> **Task statement**:
Pick out and copy each line of the records that contains the string "blue". Matching is case-sensitive.

> **Extracted records**:
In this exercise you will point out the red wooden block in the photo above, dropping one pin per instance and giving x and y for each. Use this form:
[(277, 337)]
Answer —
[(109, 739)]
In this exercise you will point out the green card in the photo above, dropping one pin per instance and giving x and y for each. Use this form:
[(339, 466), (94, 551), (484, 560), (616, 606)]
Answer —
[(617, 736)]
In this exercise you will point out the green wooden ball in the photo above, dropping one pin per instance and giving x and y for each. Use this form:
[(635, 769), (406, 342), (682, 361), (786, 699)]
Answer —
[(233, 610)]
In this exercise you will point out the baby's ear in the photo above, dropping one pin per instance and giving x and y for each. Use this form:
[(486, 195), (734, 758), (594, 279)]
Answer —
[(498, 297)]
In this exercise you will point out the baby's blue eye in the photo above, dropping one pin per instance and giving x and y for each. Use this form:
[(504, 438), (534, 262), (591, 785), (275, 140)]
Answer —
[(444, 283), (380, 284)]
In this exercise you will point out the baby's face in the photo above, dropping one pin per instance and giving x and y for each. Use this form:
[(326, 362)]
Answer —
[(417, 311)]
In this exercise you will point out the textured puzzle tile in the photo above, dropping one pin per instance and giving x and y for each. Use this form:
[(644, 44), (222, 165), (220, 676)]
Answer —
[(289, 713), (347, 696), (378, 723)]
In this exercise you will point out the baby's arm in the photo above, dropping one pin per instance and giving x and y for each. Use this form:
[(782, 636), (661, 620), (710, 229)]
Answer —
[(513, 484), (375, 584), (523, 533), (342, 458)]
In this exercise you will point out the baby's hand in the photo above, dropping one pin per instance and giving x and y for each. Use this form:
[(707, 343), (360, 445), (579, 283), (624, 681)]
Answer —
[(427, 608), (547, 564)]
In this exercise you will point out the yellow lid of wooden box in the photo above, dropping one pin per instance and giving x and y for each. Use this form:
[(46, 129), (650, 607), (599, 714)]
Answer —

---

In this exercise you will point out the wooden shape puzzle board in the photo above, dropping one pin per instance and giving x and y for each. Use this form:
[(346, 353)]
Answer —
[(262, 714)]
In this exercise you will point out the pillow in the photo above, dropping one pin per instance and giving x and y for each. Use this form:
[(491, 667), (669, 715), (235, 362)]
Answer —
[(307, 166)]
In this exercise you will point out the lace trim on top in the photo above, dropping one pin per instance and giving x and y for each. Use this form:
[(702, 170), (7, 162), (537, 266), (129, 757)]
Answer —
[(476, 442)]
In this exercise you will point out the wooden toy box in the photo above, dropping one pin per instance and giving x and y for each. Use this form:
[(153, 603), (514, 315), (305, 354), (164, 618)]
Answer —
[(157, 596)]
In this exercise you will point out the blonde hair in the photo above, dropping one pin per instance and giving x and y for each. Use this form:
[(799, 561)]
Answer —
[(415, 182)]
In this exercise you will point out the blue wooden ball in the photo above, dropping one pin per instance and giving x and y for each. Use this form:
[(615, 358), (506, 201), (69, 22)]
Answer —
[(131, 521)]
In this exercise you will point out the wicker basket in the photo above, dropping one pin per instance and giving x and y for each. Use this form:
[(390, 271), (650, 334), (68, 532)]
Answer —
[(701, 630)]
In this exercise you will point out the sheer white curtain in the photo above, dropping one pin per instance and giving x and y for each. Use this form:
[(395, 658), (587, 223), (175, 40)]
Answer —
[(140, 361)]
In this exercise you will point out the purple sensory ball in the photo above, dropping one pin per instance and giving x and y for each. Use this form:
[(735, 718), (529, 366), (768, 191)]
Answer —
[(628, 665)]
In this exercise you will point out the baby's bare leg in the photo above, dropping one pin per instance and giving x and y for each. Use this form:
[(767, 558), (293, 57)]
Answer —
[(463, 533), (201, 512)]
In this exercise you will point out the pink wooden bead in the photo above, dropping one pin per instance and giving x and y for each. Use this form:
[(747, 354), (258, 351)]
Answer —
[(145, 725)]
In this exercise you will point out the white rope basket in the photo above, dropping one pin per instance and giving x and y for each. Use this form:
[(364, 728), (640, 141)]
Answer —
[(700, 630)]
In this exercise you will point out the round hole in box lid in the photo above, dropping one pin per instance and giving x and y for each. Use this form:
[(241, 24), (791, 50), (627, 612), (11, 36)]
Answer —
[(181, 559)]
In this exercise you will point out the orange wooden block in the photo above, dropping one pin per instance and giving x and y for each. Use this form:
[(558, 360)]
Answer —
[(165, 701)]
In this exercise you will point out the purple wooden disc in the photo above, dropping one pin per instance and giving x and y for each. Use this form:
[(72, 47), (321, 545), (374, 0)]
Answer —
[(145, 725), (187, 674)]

> **Solved exercise**:
In this exercise you will point out the baby's blue eye in the photo above, dropping one pin per instance and giving x and y for each. Use this form:
In this exercise you will point out the blue wooden ball in the photo above, dropping one pin per instance and giving x and y for each. Use this form:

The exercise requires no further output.